- **Texte fourni**

—————

En effet, peu d’études se sont concentrées sur les mécanismes facilitant l’apprentissage à partir de l’échec entrepreneurial. En nous basant sur un concept issu du champ du comportement organisationnel positif, le capital psychologique, nous nous focalisons sur les ressources internes pouvant faciliter l’apprentissage d’une telle expérience. Selon nous, un capital psychologique positif permettrait à un entrepreneur de tirer plus facilement des enseignements de son échec et de les utiliser pour poursuivre sa carrière entrepreneuriale.

—————

- **Matériel**
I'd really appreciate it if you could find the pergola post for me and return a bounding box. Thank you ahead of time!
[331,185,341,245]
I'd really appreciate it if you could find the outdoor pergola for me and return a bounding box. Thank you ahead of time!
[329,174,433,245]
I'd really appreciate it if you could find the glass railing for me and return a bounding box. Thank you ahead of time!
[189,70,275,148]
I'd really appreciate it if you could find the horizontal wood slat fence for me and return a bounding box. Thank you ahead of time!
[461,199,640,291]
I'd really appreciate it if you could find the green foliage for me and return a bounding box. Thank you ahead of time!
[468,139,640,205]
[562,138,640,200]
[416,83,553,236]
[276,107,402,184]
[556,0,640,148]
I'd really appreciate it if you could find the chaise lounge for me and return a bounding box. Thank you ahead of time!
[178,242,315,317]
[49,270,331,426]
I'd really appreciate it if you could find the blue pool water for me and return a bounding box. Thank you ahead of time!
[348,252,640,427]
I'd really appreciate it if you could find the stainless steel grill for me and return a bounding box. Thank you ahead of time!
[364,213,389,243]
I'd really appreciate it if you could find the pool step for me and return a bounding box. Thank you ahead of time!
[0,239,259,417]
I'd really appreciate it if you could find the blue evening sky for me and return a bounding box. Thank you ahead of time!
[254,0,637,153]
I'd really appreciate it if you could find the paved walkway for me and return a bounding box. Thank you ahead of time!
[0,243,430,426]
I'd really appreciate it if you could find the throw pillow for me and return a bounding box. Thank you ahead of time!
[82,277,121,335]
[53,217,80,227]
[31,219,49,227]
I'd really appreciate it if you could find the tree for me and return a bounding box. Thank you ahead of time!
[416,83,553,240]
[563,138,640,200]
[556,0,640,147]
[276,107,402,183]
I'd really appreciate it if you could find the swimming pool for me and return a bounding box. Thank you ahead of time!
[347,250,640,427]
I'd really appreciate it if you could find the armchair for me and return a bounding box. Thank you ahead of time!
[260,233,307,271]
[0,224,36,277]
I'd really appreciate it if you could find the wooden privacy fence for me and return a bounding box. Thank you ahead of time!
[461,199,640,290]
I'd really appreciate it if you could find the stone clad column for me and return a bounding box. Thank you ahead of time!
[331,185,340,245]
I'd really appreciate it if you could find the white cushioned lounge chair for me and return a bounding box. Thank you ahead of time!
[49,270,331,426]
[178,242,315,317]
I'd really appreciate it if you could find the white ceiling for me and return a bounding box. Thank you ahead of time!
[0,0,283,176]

—————

- **Consignes**
1. Selon le texte fourni, de quel champ le concept de capital psychologique est-il issu ?
2. Présentez sous forme de liste les faits principaux du paragraphe du texte fourni qui commence par « En effet, peu d’études ».
3. Poursuivez le texte sur l’apprentissage à partir de l’échec entrepreneurial, à la suite de sa dernière phrase.
Les lignes ne sont d'aucune utilité pour les consignes.

- **Réponses aux consignes**
1. Du champ du comportement organisationnel positif.

2.
- Peu d’études se sont concentrées sur les mécanismes facilitant l’apprentissage à partir de l’échec entrepreneurial.
- Les auteurs s’appuient sur le capital psychologique, concept issu du champ du comportement organisationnel positif.
- Ils se focalisent sur les ressources internes pouvant faciliter l’apprentissage d’une telle expérience.
- Selon eux, un capital psychologique positif aiderait un entrepreneur à tirer des enseignements de son échec et à les utiliser pour poursuivre sa carrière entrepreneuriale.

3.
Le concept de capital psychologique se développe de plus en plus dans le champ du comportement organisationnel, notamment pour prédire certains comportements. Par exemple, Luthans, Avolio, Avey et Norman (2007b) ont démontré qu’un employé ayant un capital psychologique élevé est plus performant et exprime une plus grande satisfaction au travail. En outre, il semble que le capital psychologique soit un meilleur prédicteur de la performance et de la satisfaction au travail que les sentiments d’auto-efficacité, d’espoir, d’optimisme et de résilience pris isolément. En entrepreneuriat, ces quatre notions, et, plus particulièrement, le sentiment d’auto-efficacité et l’optimisme ont souvent été étudiées séparément dans le processus entrepreneurial. Au vu des résultats de Luthans et al. (2007b), il serait plus judicieux de considérer l’effet simultané des quatre composantes du capital psychologique sur le processus entrepreneurial. En outre, certains auteurs l’ont récemment utilisé dans le domaine de l’entrepreneuriat. Par exemple, Baron, Franklin et Hmieleski (2013) ont souligné que les entrepreneurs ayant un capital psychologique élevé étaient moins stressés.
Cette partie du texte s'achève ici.